Exercise: Please reproduce only the entries from the line that contains "Expected output: one point per instance of the flat" through the last one, switching "flat screen tv" to "television set" and leaving everything else unchanged.

(Object location annotation entries)
● ● ● ● ●

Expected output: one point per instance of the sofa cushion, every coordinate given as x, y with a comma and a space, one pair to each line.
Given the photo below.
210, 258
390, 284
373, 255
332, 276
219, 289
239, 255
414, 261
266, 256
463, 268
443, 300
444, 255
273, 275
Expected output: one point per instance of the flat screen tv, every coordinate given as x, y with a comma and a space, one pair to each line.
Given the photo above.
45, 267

● ● ● ● ●

Output of the task:
Expected output: one point per instance of the television set, every coordinate given as x, y with a comma and a space, one pair to each line.
Given the photo above.
45, 267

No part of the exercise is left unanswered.